▸ WRITTEN REQUEST:
Continue the piece about how Michelle Singletary chose her husband, starting after the last sentence shown.

▸ PASSAGE PROVIDED:
Michelle Singletary, columnist at The Washington Post used to have a personal finance intervention show on TVOne back in 2006 called Singletary Says. I used to wake up early Sunday mornings so I wouldn’t miss the show. I did not even care when they showed the reruns. It was that good.
One of my favorite episodes was when Michelle shared how she chose her husband from another guy that was courting her. Two years after graduating from college, Michelle bought her first home—a two-bedroom condo in Baltimore. I, she was having some plumbing problems in her bathroom. She called them both for help.
One told her to pay for a plumber. The other said that he would come over and fix it for her.
She dumped the former and married the latter.
She felt the bathroom incident provided her with deep insight into the financial responsibility of each man, on the one hand, and how financially compatible they each would be with her, on the other. When I reached out to Michelle and asked her about choice, she said,
“…my husband said at the time, his father taught him how to fix things around the house. He came over and fixed the toilet and I was hooked. He’s been fixing things every since. And honestly, I married him because he was frugal too. But also because he was generous and because he also believed in living within your means. As a result, we seldom fight about any financial issues.”

▸ SUPPLIED MATERIAL:
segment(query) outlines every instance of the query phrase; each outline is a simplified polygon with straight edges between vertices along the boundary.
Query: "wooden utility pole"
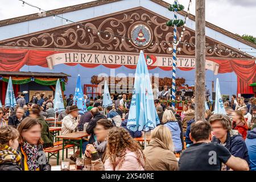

▸ ANSWER TO THIS PROBLEM:
Michelle had strong financial radar and viewed her husband’s willingness to help and conserve her resources as a sign that he valued money, she could predict that her husband-to-be valued money and would not lead her down any road to financial foolishness.
Hearing her speak about that plumbing incident as a definite moment when it came to dating and money stayed with me. In fact, it stuck.
Even though all of us might not have interpreted the plumbing incident in the same way that Michelle did, I believe the larger takeaway from her story, and which we could all agree on, was that, as women, we need to be in-tune with, on the look-out for, and be able to interpret the money moves of the men that we date… if happy, healthy, and financial sound marriage is our ultimate goal.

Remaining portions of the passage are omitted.